#### [Instructions to follow]
In the data, find each line where the word "white" appears and list that line.

#### [Saved entries]
Start of Block
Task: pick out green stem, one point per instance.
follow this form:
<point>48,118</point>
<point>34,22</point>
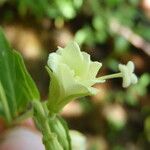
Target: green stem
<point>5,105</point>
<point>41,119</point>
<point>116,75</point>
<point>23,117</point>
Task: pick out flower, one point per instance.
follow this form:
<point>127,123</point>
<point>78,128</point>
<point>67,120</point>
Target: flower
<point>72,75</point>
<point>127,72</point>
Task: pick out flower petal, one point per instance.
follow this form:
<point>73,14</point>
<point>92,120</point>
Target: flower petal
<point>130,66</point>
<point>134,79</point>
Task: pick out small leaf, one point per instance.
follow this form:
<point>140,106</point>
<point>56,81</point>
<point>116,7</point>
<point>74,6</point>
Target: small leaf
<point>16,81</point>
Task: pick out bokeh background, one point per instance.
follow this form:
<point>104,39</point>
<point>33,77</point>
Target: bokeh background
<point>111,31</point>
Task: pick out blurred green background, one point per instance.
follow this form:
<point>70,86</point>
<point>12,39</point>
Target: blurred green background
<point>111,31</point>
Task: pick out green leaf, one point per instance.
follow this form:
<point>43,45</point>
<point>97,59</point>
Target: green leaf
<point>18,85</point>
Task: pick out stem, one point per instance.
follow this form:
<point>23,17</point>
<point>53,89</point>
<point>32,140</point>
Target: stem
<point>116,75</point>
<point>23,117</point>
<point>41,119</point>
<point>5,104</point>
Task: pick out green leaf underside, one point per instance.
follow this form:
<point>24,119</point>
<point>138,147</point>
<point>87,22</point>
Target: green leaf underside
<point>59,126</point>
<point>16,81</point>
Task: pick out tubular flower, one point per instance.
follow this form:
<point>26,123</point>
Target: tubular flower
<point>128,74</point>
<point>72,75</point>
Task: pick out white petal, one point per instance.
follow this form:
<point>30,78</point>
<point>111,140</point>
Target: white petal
End of Block
Start of Block
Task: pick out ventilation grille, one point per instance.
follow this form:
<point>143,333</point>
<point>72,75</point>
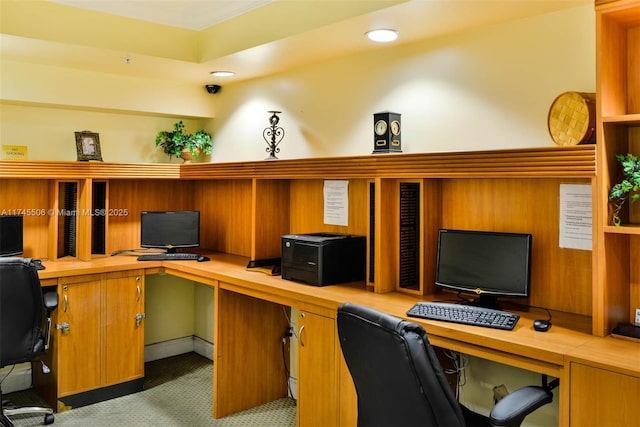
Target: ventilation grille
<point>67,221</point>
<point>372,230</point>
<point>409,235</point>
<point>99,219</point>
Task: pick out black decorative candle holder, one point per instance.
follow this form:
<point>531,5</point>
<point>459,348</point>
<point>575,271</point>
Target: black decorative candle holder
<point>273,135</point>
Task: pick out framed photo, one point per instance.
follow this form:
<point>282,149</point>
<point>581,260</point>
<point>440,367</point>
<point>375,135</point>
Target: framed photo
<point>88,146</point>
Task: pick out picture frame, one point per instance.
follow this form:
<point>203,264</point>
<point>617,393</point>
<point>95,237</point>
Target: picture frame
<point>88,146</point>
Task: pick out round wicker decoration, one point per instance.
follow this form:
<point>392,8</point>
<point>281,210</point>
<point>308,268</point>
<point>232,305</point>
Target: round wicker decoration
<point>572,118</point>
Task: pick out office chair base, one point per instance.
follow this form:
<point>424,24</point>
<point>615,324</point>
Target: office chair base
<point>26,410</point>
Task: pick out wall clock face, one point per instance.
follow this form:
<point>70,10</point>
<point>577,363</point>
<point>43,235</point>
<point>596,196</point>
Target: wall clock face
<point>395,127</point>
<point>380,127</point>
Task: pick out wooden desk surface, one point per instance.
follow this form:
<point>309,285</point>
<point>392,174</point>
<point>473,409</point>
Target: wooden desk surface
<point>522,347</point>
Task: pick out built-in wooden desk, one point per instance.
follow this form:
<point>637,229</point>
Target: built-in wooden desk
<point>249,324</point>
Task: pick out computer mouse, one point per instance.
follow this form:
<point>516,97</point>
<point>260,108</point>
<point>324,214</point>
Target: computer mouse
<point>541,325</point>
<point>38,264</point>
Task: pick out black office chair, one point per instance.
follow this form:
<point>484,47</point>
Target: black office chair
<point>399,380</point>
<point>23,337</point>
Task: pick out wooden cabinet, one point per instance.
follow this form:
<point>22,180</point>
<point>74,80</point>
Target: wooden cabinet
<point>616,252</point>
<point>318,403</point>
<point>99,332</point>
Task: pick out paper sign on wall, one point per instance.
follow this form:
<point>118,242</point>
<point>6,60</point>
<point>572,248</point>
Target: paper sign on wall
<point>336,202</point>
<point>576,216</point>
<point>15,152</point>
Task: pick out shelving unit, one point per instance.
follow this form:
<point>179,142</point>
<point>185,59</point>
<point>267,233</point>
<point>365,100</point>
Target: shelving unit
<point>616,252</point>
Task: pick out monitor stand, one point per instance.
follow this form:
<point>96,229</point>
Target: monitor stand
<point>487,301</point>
End of Block
#### [Solution below]
Task: pick out white petal, one point per instance.
Target: white petal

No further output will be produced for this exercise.